What you are asked to do:
Copy out, unchanged, the lines of the material from the line containing "## Example: detecting green roof" through the end of the material.

Provided material:
* * *
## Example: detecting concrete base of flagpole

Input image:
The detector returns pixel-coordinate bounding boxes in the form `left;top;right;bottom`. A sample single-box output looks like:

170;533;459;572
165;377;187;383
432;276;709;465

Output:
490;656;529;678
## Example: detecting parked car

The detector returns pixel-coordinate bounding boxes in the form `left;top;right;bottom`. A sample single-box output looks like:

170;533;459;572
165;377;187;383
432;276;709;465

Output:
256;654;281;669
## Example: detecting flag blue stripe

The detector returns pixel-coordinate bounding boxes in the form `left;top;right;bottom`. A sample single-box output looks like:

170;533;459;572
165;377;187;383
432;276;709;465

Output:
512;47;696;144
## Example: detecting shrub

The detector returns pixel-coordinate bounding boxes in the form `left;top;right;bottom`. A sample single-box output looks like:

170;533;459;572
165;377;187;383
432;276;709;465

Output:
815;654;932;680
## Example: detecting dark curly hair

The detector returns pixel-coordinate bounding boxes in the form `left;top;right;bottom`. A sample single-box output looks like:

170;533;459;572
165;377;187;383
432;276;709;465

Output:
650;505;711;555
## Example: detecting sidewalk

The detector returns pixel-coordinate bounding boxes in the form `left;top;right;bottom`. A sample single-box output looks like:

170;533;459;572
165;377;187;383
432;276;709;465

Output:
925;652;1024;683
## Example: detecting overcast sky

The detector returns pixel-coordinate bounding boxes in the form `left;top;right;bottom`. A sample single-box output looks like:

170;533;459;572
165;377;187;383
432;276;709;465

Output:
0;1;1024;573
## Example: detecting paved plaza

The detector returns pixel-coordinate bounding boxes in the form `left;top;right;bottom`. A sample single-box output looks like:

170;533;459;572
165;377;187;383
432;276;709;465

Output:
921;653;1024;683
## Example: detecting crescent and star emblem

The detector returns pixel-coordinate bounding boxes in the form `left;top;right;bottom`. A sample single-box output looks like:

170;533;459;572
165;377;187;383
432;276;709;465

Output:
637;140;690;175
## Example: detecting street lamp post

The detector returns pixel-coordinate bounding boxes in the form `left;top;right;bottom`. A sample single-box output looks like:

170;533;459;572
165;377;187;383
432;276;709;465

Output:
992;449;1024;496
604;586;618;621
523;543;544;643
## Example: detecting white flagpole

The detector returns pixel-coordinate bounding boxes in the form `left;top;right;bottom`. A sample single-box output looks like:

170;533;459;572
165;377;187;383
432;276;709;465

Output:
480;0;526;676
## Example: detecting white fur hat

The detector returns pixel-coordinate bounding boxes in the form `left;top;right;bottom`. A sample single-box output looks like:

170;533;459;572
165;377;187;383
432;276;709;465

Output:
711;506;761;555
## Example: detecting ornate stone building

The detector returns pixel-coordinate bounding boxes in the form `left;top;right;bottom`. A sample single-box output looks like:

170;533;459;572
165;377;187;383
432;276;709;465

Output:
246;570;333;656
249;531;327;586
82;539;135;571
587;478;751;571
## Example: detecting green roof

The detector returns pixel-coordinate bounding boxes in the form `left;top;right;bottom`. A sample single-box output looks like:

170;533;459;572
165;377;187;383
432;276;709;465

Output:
* * *
Written answer:
## Example: detecting green roof

The detector returns pixel-coordinate bounding boxes in the form `left;top;right;bottom`. A sample single-box output looks like:

170;533;459;572
165;377;187;383
432;276;709;465

Output:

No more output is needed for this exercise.